▶ **Texto fornecido**
——————

Pressões ambientais sobre o bioma Pampa

Antônio Eduardo Lanna, consultor em Recursos Hídricos
O bioma Pampa, que só existe no Rio Grande do Sul, ocupando cerca de 63% de sua área, está ameaçado. A ameaça mais evidente e que seguramente desperta maiores preocupações é com a monocultura de árvores exóticas, em especial o eucalipto.
Entretanto elas não param aí. O governo federal e o estadual do Rio Grande do Sul vêm anunciando a construção de duas de cerca de uma dúzia de barragens na bacia do rio Santa Maria, que se insere nesse bioma. Essas barragens, que inundarão áreas importantes quanto à biodiversidade e a presença de espécies endêmicas, servirão para disponibilizarão de água para irrigação do arroz primordialmente. A cultura de arroz gera outro impacto, ao ocupar áreas de preservação permanente, localizadas nas várzeas fluviais. Portanto, as barragens geram um duplo impacto: pela suas presenças e por gerarem outro tipo de agressão, representada pela expansão da área de arroz irrigado.
Fato surpreendente é que o impacto ambiental da ocupação de vastas áreas com eucalipto ainda tem como contrapartida a geração de riqueza e renda, embora os custos ambientais possam ser considerados demasiados. Ao contrário, as barragens, com finalidade primordial de irrigação de arroz, não são sequer viáveis economicamente. Qualquer estudo mais rigoroso que se faça a respeito da atividade orizícola conclui que este cultivo é excelente alternativa econômica quando existe disponibilidade natural de solos e água. Mas pode ser facilmente constatado que qualquer obra hidráulica de maior porte não pode ser paga pela renda gerada pelo arroz, seja ela resultante dos benefícios primários, seja proveniente dos benefícios secundários, incluindo as chamadas externalidades econômicas como os “efeitos multiplicadores” resultantes da dinamização da economia regional. Gerasse renda o arroz, os próprios arrozeiros se disporiam a empreender essas obras, e as regiões onde se localiza a orizicultura no Rio Grande do Sul apresentariam grande desenvolvimento e não o quadro de estagnação econômica que vem de vários anos.

——————

▶ **Dados armazenados**
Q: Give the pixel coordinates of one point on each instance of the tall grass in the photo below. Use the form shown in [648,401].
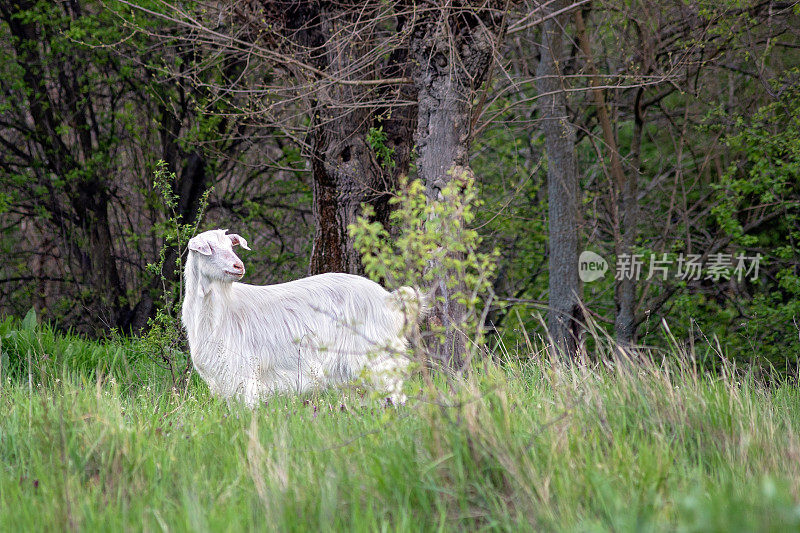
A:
[652,444]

——————

▶ **O que fazer**
Responda às perguntas com base no texto sobre o bioma Pampa:
1. Que parcela da área do Rio Grande do Sul o bioma Pampa ocupa?
2. Em que bacia hidrográfica os governos anunciam a construção das barragens?
3. Segundo o texto, o que a ocupação de áreas com eucalipto tem como contrapartida?

▶ **Resposta do exercício**
1. Cerca de 63%.
2. Na bacia do rio Santa Maria.
3. A geração de riqueza e renda.